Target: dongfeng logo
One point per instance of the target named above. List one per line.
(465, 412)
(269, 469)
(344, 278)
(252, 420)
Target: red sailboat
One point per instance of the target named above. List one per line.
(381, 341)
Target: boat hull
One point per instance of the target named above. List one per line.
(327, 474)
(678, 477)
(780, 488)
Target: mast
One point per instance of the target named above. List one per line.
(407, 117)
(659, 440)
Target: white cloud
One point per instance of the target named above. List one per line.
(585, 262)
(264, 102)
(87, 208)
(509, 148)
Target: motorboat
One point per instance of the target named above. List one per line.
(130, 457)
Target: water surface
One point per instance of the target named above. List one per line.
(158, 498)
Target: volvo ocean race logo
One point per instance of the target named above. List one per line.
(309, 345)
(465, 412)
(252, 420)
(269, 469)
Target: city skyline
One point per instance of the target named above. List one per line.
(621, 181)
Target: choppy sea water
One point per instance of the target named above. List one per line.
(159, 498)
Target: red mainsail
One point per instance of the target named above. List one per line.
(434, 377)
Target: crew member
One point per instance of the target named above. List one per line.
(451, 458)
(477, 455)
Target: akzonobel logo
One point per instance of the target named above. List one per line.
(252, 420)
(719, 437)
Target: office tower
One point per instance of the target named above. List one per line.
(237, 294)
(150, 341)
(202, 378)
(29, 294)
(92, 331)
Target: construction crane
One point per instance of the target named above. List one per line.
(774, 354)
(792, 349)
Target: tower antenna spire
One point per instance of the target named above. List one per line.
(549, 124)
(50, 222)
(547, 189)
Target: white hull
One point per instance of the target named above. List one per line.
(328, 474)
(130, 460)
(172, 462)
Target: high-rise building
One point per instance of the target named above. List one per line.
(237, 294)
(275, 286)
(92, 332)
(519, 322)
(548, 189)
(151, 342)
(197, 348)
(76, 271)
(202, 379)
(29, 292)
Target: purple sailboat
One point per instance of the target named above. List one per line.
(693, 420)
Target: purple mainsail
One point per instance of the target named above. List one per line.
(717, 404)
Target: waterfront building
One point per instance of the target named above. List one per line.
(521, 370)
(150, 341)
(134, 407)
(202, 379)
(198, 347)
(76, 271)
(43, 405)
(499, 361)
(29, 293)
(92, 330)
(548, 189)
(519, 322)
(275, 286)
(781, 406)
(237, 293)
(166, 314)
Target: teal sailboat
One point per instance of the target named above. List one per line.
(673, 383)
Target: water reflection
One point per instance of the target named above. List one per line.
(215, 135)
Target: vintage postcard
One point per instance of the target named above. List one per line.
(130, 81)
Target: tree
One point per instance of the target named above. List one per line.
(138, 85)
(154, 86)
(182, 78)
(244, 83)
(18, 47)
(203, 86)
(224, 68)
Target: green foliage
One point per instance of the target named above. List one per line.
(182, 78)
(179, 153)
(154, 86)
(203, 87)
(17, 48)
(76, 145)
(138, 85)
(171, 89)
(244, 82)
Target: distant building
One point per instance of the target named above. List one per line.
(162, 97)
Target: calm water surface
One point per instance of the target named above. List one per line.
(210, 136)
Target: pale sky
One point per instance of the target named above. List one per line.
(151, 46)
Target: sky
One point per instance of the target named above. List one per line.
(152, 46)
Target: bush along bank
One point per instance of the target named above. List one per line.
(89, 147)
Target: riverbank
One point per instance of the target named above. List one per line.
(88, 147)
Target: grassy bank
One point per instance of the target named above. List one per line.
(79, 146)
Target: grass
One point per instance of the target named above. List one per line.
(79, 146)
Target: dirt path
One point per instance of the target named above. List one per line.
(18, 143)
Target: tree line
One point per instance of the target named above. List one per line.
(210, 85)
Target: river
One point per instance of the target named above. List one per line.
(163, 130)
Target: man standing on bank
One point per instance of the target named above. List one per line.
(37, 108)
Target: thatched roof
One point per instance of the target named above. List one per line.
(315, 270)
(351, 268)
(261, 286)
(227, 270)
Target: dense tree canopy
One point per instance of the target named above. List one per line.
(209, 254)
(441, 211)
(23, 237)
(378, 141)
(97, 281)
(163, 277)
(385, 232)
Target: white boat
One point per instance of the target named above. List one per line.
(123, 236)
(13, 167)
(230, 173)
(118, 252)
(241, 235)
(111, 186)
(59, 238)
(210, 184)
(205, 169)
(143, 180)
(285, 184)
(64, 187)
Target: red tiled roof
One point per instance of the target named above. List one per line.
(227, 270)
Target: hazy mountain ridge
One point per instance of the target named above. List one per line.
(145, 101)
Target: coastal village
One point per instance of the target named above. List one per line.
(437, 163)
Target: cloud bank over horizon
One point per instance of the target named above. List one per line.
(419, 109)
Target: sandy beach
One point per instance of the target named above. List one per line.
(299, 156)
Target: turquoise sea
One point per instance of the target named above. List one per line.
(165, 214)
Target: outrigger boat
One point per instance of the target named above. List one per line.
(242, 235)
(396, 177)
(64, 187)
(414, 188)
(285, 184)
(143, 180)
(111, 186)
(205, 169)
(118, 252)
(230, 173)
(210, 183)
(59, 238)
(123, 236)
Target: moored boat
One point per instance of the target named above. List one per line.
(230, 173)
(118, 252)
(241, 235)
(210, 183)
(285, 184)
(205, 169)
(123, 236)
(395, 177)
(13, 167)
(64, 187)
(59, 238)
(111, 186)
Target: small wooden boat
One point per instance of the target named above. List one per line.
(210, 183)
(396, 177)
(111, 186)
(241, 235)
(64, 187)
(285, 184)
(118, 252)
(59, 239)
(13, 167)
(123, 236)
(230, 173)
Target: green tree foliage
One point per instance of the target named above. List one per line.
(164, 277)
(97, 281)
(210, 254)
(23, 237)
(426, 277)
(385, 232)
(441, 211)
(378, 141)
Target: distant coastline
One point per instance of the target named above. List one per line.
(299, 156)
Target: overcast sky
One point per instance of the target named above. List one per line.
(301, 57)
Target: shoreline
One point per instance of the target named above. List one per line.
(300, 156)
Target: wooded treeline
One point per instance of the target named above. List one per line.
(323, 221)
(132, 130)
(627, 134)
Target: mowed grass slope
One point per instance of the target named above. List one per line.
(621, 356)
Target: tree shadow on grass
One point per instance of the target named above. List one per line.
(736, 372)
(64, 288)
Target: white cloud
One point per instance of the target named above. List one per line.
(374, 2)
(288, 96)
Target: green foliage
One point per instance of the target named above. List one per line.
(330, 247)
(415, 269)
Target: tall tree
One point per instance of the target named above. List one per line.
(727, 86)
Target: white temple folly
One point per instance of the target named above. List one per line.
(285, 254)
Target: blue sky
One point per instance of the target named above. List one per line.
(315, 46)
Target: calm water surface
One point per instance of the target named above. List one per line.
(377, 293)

▸ **Work to be completed**:
Rewrite the listing above, replacing "instance" with "occurrence" wherever it occurs and leaving everything else unchanged.

▸ **Answer for the task**:
Target: dongfeng logo
One point per occurrence of the target named above. List one per line.
(465, 412)
(269, 469)
(344, 278)
(252, 420)
Target: red sailboat
One point per occurrence of the target named above. List one per line.
(381, 341)
Target: boat hull
One point per occurrence of the target named above. List one per line.
(327, 474)
(678, 477)
(780, 488)
Target: mast
One point per occurrence of the target named above. List one per line.
(407, 117)
(659, 440)
Target: white cloud
One point per occurrence of the target named above. List one per line.
(585, 262)
(264, 102)
(87, 208)
(509, 148)
Target: motorboat
One point per occurrence of the target named above. List one per line.
(130, 457)
Target: water surface
One point per occurrence of the target named above. List one per line.
(158, 498)
Target: volvo ocean race logo
One point per occurrence of the target named above. List one per line.
(309, 345)
(465, 412)
(252, 420)
(269, 469)
Target: city skyline
One point per occurrence of the target named above. List one per line.
(621, 181)
Target: choppy sea water
One point per occurrence of the target named above. List one per line.
(159, 498)
Target: red mainsail
One point per occurrence of the target named above. List one per line.
(434, 377)
Target: crew member
One point per occurrence of the target named above. List one per line.
(451, 458)
(477, 455)
Target: akzonobel logo
One point per occurrence of the target named above. List one per line.
(252, 420)
(719, 437)
Target: office tower
One point per occurrence of the target named above. List one per line.
(237, 294)
(150, 341)
(202, 378)
(29, 294)
(92, 331)
Target: construction crane
One point per occurrence of the target named above. List one per line.
(774, 354)
(792, 349)
Target: tower antenna spire
One point per occurrence of the target named above. List one per line.
(549, 124)
(50, 222)
(547, 189)
Target: white hull
One point per occurrence of the target named above. List one per line.
(328, 474)
(130, 460)
(172, 462)
Target: high-rise building
One point per occurrence of the target named above. List one per line.
(237, 294)
(275, 286)
(92, 332)
(519, 322)
(548, 189)
(151, 342)
(197, 348)
(76, 271)
(202, 379)
(29, 292)
Target: purple sailboat
One point per occurrence of the target named above. List one per line.
(693, 420)
Target: purple mainsail
One point per occurrence of the target named above. List one per line.
(717, 404)
Target: waterfront building
One point per occurrence of the target named above. List one per line.
(521, 370)
(150, 341)
(134, 407)
(202, 379)
(198, 347)
(76, 271)
(43, 405)
(499, 361)
(29, 293)
(92, 330)
(548, 189)
(519, 322)
(275, 286)
(781, 406)
(237, 293)
(166, 314)
Target: teal sailboat
One point per occurrence of the target named above. List one per line.
(673, 383)
Target: water reflection
One point per occurrence of the target named above. List one per line.
(215, 135)
Target: vintage postcard
One point per occurrence of the target named above. List one per line.
(130, 81)
Target: tree
One point per occurrence of the target named above. List one per line.
(138, 85)
(154, 86)
(182, 78)
(244, 83)
(18, 47)
(203, 86)
(224, 68)
Target: green foliage
One point per occurrence of the target named above. List one per line.
(182, 78)
(179, 153)
(154, 86)
(203, 87)
(17, 48)
(76, 145)
(138, 85)
(171, 89)
(244, 82)
Target: distant building
One point per occurrence of the target named above. List one per line.
(162, 97)
Target: calm water surface
One point per occurrence of the target named above. List one per line.
(210, 136)
Target: pale sky
One point per occurrence of the target named above. List one per line.
(151, 46)
Target: sky
One point per occurrence of the target named above. List one per line.
(152, 46)
Target: bush along bank
One point per occurrence of the target named above. List one per line.
(89, 147)
Target: riverbank
One point per occurrence of the target named above. List one per line.
(88, 147)
Target: grassy bank
One point per occurrence of the target named above. List one per line.
(79, 146)
Target: grass
One point per occurrence of the target named above. List one per line.
(79, 146)
Target: dirt path
One point per occurrence of the target named above. List one per line.
(18, 143)
Target: tree line
One point per occurrence of the target named above. List one per line.
(210, 85)
Target: river
One point per occurrence of the target named above. List one per line.
(163, 130)
Target: man standing on bank
One point per occurrence of the target named above. List one per line.
(37, 108)
Target: thatched roof
One point per occurrence of the target named above. List one per line.
(315, 270)
(351, 268)
(261, 286)
(227, 270)
Target: dense tree canopy
One point per occurrence of the target named above. List one per line.
(209, 254)
(441, 211)
(23, 237)
(378, 141)
(97, 281)
(163, 277)
(385, 232)
Target: white boat
One point per occurrence of the target named above. List one per line.
(123, 236)
(13, 167)
(230, 173)
(118, 252)
(241, 235)
(111, 186)
(59, 238)
(210, 184)
(205, 169)
(143, 180)
(285, 184)
(64, 187)
Target: red tiled roof
One point per occurrence of the target named above. List one per line.
(227, 270)
Target: hazy mountain ridge
One point per occurrence of the target named above. List one per line.
(145, 101)
Target: coastal village
One point per occurrence of the target named above. List one per line.
(437, 163)
Target: cloud bank over horizon
One point per occurrence of the target named above. List one per line.
(419, 109)
Target: sandy beach
One point per occurrence of the target named above. List one per line.
(299, 156)
Target: turquoise sea
One point per occurrence of the target named above. List one per line.
(165, 214)
Target: outrigger boat
One point per occurrence of the target named above. List one per line.
(242, 235)
(396, 177)
(64, 187)
(414, 188)
(285, 184)
(143, 180)
(111, 186)
(205, 169)
(118, 252)
(230, 173)
(210, 183)
(59, 238)
(123, 236)
Target: moored boat
One point per occurrence of the target named above. List one per line.
(230, 173)
(118, 252)
(241, 235)
(210, 183)
(285, 184)
(205, 169)
(123, 236)
(395, 177)
(13, 167)
(64, 187)
(59, 238)
(111, 186)
Target: small wooden boat
One point per occurrence of the target named above. List one per line.
(210, 183)
(396, 177)
(111, 186)
(241, 235)
(64, 187)
(285, 184)
(118, 252)
(59, 239)
(13, 167)
(123, 236)
(230, 173)
Target: green tree foliage
One point per occurrence of the target named above. List one per line.
(164, 277)
(97, 281)
(210, 254)
(23, 237)
(426, 277)
(385, 232)
(441, 211)
(378, 141)
Target: distant coastline
One point per occurrence of the target named above. List one per line.
(299, 156)
Target: overcast sky
One point per occurrence of the target named above. List one per line.
(301, 57)
Target: shoreline
One point per occurrence of the target named above. List one per line.
(300, 156)
Target: wooded treeline
One point per occurrence of the target named above. List one per line.
(323, 221)
(132, 130)
(627, 134)
Target: mowed grass slope
One point per occurrence of the target named above. List one per line.
(621, 356)
Target: tree shadow on grass
One point per occurrence of the target named above. List one per line.
(736, 372)
(64, 288)
Target: white cloud
One point per occurrence of the target named above. List one per line.
(374, 2)
(288, 96)
Target: green foliage
One point per occurrence of the target named above. List one per line.
(330, 247)
(415, 269)
Target: tall tree
One point per occurrence of the target named above. List one per line.
(727, 86)
Target: white temple folly
One point per occurrence of the target named above. List one per line.
(285, 254)
Target: blue sky
One point per occurrence of the target named above. List one per line.
(315, 46)
Target: calm water surface
One point per occurrence of the target named above. List one per line.
(377, 293)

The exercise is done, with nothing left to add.